Show every line in the records below that contains the string "vegetation". Matching is case-sensitive.
** Start **
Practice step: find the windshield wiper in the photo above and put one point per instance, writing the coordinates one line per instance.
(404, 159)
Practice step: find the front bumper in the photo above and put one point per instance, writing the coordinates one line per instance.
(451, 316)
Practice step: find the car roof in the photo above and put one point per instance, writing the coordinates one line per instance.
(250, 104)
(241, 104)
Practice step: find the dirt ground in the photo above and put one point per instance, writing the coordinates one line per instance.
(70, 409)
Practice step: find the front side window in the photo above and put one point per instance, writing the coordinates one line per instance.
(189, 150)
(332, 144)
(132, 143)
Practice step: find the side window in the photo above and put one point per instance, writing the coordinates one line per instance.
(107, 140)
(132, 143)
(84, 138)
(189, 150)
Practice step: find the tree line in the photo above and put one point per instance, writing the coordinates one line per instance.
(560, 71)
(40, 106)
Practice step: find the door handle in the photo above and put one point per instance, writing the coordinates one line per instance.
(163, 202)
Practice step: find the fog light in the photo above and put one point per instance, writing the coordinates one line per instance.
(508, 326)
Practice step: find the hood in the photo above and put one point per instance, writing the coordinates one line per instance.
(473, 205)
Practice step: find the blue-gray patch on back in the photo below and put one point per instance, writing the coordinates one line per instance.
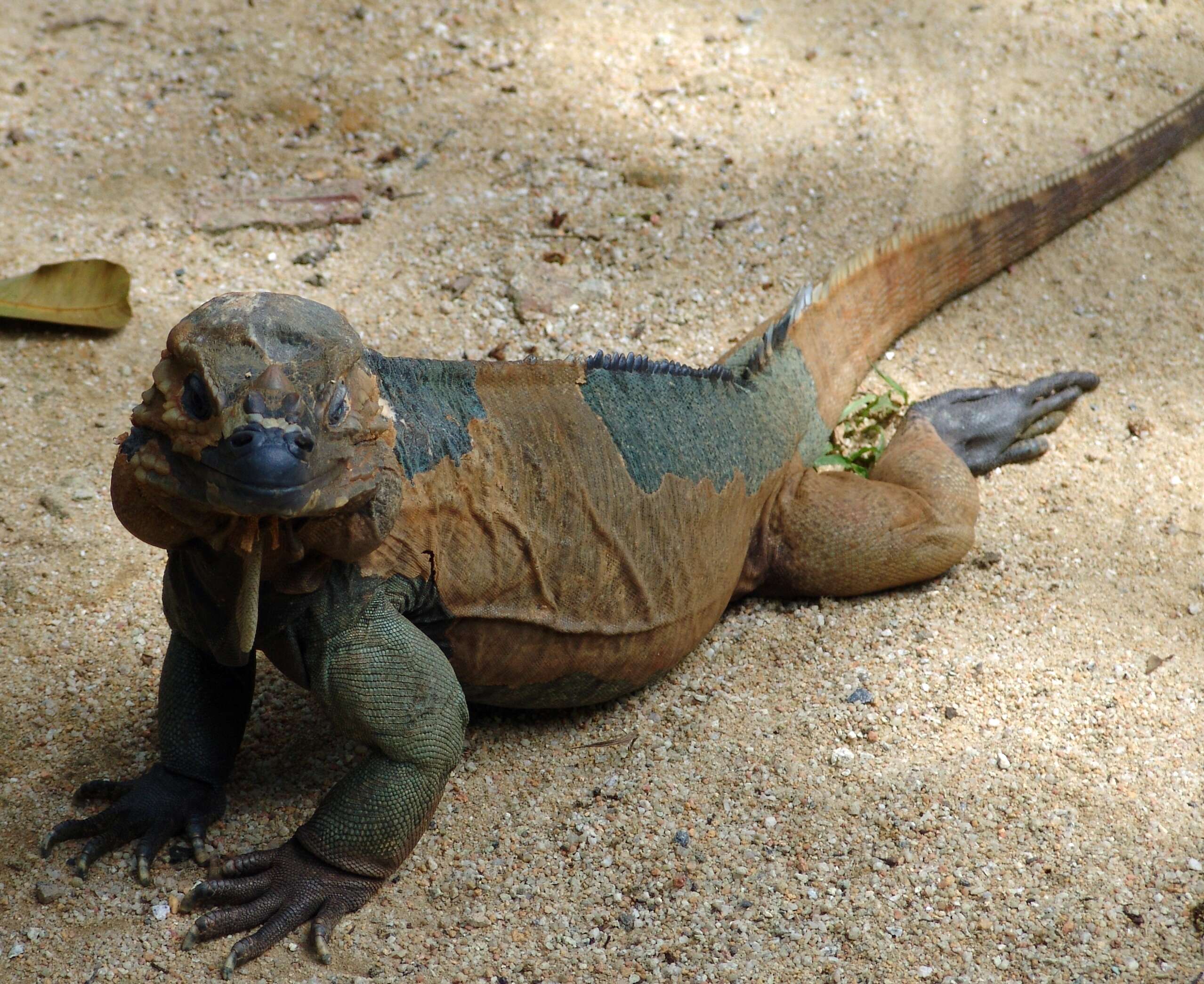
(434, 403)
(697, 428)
** End **
** Start **
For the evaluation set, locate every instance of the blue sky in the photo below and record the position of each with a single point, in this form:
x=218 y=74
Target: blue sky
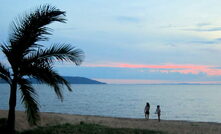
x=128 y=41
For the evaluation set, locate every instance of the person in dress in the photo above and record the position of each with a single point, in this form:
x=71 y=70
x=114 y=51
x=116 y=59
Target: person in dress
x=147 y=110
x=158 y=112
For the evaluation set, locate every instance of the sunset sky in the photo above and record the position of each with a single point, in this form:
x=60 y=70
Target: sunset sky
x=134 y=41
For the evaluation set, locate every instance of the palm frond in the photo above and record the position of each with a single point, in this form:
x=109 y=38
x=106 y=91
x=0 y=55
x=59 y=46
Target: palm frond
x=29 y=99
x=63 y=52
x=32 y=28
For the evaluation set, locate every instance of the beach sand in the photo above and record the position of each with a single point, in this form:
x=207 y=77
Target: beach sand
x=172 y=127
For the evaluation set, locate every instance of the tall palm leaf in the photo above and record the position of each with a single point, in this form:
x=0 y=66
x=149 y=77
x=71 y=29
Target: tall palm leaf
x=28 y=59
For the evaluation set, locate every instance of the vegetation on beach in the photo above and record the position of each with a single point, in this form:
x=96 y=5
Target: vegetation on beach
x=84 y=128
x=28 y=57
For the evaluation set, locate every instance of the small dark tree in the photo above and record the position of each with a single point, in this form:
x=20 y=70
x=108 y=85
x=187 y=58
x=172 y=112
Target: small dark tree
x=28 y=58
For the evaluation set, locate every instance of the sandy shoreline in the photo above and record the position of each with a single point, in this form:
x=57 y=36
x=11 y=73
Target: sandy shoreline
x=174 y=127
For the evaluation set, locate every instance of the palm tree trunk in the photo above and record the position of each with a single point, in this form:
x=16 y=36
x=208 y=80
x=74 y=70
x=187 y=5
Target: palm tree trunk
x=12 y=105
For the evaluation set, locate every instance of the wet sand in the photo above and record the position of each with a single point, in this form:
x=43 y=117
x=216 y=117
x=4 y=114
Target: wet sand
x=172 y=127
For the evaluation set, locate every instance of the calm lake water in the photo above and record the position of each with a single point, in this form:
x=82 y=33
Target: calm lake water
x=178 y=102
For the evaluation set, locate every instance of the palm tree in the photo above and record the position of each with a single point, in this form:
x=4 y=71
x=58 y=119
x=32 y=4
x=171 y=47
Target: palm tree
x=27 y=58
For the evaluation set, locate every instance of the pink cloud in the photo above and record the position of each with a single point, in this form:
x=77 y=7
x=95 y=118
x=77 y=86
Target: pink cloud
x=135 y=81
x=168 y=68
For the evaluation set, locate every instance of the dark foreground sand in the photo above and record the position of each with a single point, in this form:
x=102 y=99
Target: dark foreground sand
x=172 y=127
** End **
Correct result ->
For the evaluation set, locate every instance of the vegetation on beach in the photo above and record the position of each with a single point, in this form:
Target: vegetation on beach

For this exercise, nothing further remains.